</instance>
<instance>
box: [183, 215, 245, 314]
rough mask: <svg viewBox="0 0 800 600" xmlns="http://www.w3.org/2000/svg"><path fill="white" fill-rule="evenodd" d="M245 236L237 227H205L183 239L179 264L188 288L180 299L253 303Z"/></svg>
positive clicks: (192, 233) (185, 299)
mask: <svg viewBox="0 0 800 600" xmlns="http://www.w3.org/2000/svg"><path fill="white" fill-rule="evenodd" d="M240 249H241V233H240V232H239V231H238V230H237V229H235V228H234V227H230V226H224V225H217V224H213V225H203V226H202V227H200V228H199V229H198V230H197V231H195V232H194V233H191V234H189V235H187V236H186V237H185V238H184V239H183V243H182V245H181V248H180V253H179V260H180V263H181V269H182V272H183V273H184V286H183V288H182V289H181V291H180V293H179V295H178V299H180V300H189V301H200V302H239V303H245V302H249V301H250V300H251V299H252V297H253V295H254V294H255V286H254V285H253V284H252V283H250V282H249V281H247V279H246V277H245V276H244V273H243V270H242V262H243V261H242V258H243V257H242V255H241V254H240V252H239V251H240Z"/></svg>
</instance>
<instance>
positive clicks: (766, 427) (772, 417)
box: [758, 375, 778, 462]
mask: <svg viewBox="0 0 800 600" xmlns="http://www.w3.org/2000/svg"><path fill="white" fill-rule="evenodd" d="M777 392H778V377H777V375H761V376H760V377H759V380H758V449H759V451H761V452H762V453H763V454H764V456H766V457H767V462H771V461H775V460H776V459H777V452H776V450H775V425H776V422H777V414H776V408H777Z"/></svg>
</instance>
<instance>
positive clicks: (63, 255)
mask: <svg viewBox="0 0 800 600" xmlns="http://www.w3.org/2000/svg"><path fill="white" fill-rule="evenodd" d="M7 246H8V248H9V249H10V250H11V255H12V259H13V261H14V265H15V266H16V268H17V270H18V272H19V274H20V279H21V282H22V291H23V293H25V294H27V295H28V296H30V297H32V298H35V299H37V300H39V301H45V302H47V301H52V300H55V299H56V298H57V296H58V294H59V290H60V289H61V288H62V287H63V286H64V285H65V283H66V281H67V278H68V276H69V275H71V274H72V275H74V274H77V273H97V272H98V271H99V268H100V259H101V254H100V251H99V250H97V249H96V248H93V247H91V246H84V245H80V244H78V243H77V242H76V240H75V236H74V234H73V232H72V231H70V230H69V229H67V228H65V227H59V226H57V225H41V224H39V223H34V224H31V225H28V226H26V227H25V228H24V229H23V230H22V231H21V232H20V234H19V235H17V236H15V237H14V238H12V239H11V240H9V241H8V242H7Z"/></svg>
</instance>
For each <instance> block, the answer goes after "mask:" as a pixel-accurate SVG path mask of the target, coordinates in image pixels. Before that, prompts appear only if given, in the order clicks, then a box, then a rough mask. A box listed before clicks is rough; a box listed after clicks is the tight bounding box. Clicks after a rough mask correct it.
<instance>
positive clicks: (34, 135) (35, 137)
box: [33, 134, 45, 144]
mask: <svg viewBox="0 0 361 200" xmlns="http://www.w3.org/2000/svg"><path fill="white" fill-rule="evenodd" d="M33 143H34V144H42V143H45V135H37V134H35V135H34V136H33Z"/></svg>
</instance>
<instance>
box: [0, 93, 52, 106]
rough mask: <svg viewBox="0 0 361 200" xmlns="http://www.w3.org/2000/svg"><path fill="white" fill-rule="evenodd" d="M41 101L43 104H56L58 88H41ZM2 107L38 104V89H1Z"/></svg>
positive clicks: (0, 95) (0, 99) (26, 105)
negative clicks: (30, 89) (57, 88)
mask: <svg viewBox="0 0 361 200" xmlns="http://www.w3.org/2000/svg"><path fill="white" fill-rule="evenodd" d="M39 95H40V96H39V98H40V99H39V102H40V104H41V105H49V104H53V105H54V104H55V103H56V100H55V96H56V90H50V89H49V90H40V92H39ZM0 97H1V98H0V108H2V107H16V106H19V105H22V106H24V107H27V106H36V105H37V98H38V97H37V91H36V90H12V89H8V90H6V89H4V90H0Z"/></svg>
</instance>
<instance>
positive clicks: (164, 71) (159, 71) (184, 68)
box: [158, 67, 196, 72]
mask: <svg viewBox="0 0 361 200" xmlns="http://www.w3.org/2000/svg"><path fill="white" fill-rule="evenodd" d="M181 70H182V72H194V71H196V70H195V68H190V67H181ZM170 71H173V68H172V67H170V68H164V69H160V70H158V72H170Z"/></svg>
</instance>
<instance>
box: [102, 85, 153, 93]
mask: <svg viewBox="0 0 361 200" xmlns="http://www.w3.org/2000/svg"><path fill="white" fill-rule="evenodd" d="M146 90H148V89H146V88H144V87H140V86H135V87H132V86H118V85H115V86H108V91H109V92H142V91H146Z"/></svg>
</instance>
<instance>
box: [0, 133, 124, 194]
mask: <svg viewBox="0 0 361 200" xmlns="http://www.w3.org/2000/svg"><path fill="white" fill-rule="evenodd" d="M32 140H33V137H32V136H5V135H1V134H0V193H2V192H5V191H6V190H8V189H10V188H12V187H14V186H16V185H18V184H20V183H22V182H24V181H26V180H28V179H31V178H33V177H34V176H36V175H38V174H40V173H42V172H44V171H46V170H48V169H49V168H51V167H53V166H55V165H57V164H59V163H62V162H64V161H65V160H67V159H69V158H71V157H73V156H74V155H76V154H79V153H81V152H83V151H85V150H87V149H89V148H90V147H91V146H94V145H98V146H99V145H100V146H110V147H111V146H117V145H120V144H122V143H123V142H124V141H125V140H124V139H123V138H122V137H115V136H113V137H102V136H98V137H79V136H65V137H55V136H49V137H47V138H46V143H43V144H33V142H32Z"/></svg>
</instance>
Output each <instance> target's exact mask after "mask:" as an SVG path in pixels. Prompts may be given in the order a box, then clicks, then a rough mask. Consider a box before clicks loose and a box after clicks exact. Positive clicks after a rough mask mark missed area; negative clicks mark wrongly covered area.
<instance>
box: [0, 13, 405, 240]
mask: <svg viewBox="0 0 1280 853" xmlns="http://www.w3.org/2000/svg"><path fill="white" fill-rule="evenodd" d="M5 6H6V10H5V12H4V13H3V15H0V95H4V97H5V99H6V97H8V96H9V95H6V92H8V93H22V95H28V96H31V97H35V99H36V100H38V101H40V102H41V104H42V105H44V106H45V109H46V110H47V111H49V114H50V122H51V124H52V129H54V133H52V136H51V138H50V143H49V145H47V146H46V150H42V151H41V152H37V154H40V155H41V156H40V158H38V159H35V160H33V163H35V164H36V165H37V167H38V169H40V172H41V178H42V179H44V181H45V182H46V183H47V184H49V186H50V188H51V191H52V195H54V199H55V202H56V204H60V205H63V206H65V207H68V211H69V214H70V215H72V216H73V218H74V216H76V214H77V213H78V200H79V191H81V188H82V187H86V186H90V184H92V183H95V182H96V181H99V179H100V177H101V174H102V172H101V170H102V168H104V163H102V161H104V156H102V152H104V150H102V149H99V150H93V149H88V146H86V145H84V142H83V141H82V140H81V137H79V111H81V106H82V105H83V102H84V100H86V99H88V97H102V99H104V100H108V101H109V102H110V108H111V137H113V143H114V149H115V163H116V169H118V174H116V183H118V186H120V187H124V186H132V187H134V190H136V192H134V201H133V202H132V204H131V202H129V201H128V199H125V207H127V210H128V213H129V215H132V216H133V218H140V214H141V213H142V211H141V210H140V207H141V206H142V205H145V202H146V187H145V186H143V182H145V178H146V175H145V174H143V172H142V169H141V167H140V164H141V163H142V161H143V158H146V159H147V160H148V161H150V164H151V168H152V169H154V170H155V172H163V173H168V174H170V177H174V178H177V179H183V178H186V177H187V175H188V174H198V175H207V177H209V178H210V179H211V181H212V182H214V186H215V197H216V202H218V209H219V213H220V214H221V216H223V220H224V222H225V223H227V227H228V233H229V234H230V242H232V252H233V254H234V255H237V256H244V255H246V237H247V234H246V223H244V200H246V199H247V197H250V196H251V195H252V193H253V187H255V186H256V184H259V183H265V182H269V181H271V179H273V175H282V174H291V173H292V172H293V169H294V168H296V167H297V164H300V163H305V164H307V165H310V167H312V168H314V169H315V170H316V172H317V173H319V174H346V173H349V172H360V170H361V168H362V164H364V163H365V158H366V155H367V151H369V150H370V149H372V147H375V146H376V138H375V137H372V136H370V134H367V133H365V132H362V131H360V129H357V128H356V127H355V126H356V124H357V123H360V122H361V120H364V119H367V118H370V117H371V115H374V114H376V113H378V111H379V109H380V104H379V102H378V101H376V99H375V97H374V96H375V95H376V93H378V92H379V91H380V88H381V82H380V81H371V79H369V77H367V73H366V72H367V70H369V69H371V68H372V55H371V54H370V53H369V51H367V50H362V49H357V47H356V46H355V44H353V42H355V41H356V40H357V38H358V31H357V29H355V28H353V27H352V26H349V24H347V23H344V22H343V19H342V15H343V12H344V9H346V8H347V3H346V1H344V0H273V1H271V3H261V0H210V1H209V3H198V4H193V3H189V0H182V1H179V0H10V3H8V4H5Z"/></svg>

* * * * *

* [Task brief]: Find every line above that contains the word "negative" and copy each one in full.

* [Output below]:
negative clicks: (30, 89) (57, 88)
Output each <instance> target's exact mask after "mask:" as an SVG path in pixels. Prompts may be given in the order a box, then clicks, then a rough mask. Consider a box before clicks loose and a box after clicks exact. Positive clicks after a rough mask mark missed area; negative clicks mark wrongly covered area.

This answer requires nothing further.